◆ Extract
** begin **

Generic Fused Optimizer
Bagua provides a generic fused optimizer which improves the performance of optimizers by fusing the optimizer .step()
operation on multiple layers. It can be applied to any PyTorch optimizer.
Usage
To use the fused optimizer given an existing PyTorch optimizer, do:
- convert the optimizer to a fused optimizer using
bagua.contrib.fuse_optimizer()
, - perform optimizer step operation with the
.fuse_step()
method.
Here is an example of how to use fused optimizer with a popular custom BertAdam
optimizer (any other PyTorch optimizers including PyTorch built-in optimizers will also work):
from pytorch_pretrained_bert.optimization import BertAdam
import bagua.torch_api as bagua
optimizer = BertAdam(parameters, ...)
optimizer = bagua.contrib.fuse_optimizer(optimizer, do_flatten=True)
for batch, input in enumerate(trainloader):
model.zero_grad()
...
optimizer.fuse_step()
See API documentation for more details.

** end **

◆ Recorded data

** begin **

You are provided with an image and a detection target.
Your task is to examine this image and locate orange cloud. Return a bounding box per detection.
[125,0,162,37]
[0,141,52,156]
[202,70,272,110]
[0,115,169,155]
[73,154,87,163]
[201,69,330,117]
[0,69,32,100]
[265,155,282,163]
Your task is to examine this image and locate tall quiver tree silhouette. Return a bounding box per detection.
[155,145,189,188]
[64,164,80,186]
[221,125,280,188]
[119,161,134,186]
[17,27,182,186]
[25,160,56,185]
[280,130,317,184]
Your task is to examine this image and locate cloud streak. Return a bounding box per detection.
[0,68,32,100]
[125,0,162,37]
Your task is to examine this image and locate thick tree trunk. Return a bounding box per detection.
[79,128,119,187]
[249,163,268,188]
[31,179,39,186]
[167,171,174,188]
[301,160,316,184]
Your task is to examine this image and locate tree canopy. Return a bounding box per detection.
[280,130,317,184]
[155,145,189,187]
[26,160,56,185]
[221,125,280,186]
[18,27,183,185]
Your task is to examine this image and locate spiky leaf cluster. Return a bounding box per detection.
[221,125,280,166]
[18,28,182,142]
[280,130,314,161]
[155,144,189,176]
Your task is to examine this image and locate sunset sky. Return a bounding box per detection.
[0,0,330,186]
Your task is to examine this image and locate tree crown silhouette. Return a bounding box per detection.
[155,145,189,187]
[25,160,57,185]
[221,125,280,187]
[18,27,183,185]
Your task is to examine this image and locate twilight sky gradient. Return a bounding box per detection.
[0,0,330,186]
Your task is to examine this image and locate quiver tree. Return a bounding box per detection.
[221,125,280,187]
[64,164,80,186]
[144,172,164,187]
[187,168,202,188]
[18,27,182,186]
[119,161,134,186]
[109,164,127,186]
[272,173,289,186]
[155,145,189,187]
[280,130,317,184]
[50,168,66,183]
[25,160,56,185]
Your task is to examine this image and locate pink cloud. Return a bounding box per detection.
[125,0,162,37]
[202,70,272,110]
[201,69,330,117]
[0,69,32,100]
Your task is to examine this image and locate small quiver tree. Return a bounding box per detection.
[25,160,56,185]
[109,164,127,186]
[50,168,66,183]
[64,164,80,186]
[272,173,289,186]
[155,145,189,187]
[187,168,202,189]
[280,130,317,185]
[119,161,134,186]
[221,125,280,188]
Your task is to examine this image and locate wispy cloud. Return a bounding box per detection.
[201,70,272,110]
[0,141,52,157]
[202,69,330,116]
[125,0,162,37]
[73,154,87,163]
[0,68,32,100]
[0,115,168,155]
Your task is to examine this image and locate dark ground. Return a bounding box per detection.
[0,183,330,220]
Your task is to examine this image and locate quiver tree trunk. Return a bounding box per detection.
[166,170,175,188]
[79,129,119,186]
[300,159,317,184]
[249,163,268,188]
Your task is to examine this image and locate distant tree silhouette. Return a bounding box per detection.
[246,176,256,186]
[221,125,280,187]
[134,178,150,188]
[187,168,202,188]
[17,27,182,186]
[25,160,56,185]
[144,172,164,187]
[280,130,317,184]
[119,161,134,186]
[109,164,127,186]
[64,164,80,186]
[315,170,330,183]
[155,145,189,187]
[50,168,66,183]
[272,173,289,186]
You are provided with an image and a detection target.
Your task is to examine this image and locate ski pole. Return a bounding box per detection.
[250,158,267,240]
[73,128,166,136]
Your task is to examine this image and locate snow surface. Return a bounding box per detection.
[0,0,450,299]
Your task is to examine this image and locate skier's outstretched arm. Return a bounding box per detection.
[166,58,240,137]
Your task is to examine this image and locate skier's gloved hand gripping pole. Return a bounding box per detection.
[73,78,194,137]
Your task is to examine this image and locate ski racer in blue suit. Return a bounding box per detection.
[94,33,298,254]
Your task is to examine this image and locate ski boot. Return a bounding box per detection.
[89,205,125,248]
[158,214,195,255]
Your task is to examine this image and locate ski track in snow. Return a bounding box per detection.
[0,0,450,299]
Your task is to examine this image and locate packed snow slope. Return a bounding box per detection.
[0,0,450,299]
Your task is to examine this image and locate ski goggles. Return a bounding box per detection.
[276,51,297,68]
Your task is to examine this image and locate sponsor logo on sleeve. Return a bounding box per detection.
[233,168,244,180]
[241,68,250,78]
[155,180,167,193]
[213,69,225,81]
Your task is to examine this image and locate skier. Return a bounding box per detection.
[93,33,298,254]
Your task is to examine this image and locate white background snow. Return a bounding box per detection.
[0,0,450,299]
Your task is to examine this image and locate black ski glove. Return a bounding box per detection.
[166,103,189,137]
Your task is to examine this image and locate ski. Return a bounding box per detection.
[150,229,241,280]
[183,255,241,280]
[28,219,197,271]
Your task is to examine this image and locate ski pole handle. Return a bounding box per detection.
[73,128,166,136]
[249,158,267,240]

** end **

◆ Written task
Extend the Bagua fused optimizer page beyond its final sentence. The records have no connection to the Bagua fused optimizer page.

◆ Task result
Integration with Bagua distributed communication algorithms
Fused optimizer and Bagua module both reset the storage pointer of parameters to flatten tensors by default. In order to perform a
more effective fused update, it is recommended to disable tensor flatten in
with_bagua
by setting its do_flatten
parameter to False
:
model = model.with_bagua([optimizer], do_flatten=False)
Benchmark
On BERT base model, with 8 NVIDIA Tesla V100 GPUs. The benchmark result shows that by enabling generic fused optimizer, the end-to-end training time can be reduced by 8%.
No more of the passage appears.